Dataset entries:
○ ○ ○ ○ ○ ○ ○

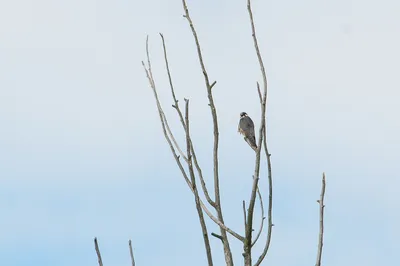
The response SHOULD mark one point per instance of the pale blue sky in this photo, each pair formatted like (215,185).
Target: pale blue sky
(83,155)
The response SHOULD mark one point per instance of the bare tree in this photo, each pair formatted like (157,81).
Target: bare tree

○ ○ ○ ○ ○ ○ ○

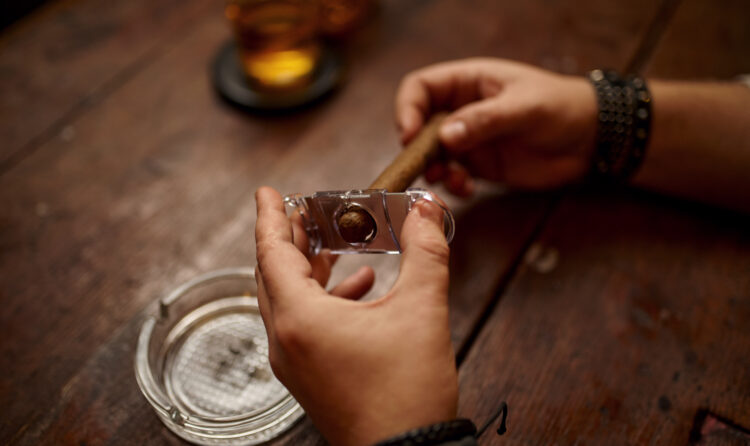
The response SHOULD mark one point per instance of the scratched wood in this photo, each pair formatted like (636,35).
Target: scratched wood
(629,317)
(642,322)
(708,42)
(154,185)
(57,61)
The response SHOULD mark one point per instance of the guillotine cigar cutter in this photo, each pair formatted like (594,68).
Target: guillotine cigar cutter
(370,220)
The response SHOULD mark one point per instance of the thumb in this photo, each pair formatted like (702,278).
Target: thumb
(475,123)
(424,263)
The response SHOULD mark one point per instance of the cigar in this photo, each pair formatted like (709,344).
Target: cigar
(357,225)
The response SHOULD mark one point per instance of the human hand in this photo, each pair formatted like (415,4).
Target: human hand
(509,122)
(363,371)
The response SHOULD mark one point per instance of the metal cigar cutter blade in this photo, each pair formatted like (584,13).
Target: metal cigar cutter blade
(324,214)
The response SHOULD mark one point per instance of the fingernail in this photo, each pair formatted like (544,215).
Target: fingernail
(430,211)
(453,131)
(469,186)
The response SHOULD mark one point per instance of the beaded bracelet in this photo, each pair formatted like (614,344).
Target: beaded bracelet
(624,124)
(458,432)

○ ○ ○ ○ ○ ○ ○

Determine how many lines in the preceding records include the word "bare". The answer is that number alone.

SOLUTION TO THIS EXERCISE
2